> **Input rows**
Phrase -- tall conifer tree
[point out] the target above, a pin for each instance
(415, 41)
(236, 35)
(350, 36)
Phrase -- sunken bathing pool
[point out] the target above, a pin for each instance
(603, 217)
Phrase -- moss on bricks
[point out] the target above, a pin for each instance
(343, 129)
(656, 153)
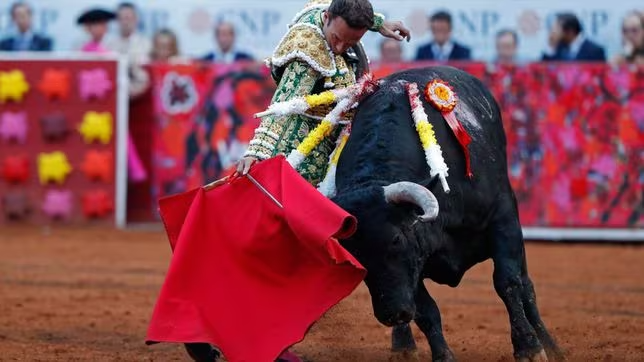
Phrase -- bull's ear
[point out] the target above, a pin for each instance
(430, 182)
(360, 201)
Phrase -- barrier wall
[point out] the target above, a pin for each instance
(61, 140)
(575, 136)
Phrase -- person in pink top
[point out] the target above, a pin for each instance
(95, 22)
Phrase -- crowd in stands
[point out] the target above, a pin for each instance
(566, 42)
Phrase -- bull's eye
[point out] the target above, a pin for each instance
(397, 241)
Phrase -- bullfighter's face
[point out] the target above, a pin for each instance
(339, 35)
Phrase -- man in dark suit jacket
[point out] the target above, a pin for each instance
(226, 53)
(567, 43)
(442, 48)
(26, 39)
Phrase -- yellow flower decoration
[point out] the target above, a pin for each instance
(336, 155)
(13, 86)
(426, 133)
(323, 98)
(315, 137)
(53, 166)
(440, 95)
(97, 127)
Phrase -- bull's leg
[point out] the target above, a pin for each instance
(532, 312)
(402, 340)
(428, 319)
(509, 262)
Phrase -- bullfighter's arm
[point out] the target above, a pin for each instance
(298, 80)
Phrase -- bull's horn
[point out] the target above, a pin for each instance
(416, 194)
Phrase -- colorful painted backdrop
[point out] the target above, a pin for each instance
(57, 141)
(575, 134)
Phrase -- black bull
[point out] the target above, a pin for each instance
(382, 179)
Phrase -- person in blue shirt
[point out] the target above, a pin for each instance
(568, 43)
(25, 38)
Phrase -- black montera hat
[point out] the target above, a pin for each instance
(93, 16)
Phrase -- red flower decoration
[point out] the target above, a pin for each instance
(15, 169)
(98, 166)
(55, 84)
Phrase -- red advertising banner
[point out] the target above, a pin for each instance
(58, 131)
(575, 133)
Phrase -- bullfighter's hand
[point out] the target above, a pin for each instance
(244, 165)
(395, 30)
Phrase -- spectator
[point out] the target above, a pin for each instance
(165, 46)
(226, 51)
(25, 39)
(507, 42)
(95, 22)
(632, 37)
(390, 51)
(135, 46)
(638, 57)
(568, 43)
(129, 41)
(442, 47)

> **Work to do**
Beginning with the line that contains "Phrase -- black montera hat", quote each line exactly through the last line of the entries above, and nothing beyond them.

> **Response**
Phrase -- black montera hat
[point out] the target above, a pin for each instance
(93, 16)
Phrase -- red flower decoration
[point out] the target above, a pin for each instance
(15, 169)
(98, 166)
(55, 84)
Phrase -- red advertising banner
[point out] the target above, a pin for each instance
(58, 131)
(575, 133)
Phrase -- bullfighter's hand
[point out] the target above, a pin for each instance
(244, 165)
(395, 30)
Phrase -- spectator
[point out] the target above, a pin for each instance
(165, 46)
(226, 51)
(25, 39)
(507, 42)
(95, 22)
(632, 37)
(390, 51)
(135, 46)
(638, 57)
(568, 43)
(129, 41)
(442, 47)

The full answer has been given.